When a bedraggled and bewildered Jose Salvador Alvarenga washed up on a remote Pacific atoll claiming he had been adrift for 13 months, many people were sceptical of his tale.
But now scientists in Hawaii have published new research into ocean currents, which leads them to believe that his story could be true.
Alvarenga, 37, said that he had set sail from Mexico to fish for sharks in December 2012, and had not seen land since.
Nikolai Maximenko and Jan Hafner from the University of Hawaii used computer modelling to "place" 16 electronic tracers into the ocean from almost the same spot, at the same time Alvarenga left land.
Maximenko and Hafner charted the positions of their tracers.
Strong winds off the Mexican coast when the El Salvadorean fisherman set off drove him, and the virtual tracers, quickly off shore. Some of the tracers drifted into currents that led them to overshoot the Marshall Islands, where Alvarenga washed up.
Others have not yet reached the islands.

Region pointing data:
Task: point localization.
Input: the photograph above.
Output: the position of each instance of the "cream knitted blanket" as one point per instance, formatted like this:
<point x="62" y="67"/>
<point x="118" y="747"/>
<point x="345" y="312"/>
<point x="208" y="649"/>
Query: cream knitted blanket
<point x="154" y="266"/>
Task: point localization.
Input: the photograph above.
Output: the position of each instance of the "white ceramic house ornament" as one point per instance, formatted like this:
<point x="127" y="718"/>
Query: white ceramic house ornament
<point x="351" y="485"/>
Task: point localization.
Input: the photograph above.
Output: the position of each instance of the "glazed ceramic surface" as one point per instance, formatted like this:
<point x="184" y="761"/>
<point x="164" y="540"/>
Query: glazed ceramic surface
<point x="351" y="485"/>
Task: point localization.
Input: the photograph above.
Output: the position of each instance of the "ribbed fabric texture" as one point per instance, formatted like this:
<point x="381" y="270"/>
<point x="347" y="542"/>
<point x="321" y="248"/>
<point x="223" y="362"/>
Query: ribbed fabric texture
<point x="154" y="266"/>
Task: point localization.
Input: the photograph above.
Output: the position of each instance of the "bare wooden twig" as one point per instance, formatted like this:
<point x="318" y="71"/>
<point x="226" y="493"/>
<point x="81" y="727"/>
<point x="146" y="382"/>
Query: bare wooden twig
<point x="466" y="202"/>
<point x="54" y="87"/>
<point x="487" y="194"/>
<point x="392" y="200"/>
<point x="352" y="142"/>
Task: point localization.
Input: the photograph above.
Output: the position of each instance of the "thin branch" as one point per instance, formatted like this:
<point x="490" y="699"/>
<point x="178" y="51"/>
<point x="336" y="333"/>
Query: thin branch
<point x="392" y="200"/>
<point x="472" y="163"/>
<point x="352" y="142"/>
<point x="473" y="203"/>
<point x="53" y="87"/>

# Task prompt
Can you restate the article about the castaway fisherman, starting at "When a bedraggled" and ending at "seen land since.", substituting "tuna" for "sharks"?

# Answer below
When a bedraggled and bewildered Jose Salvador Alvarenga washed up on a remote Pacific atoll claiming he had been adrift for 13 months, many people were sceptical of his tale.
But now scientists in Hawaii have published new research into ocean currents, which leads them to believe that his story could be true.
Alvarenga, 37, said that he had set sail from Mexico to fish for tuna in December 2012, and had not seen land since.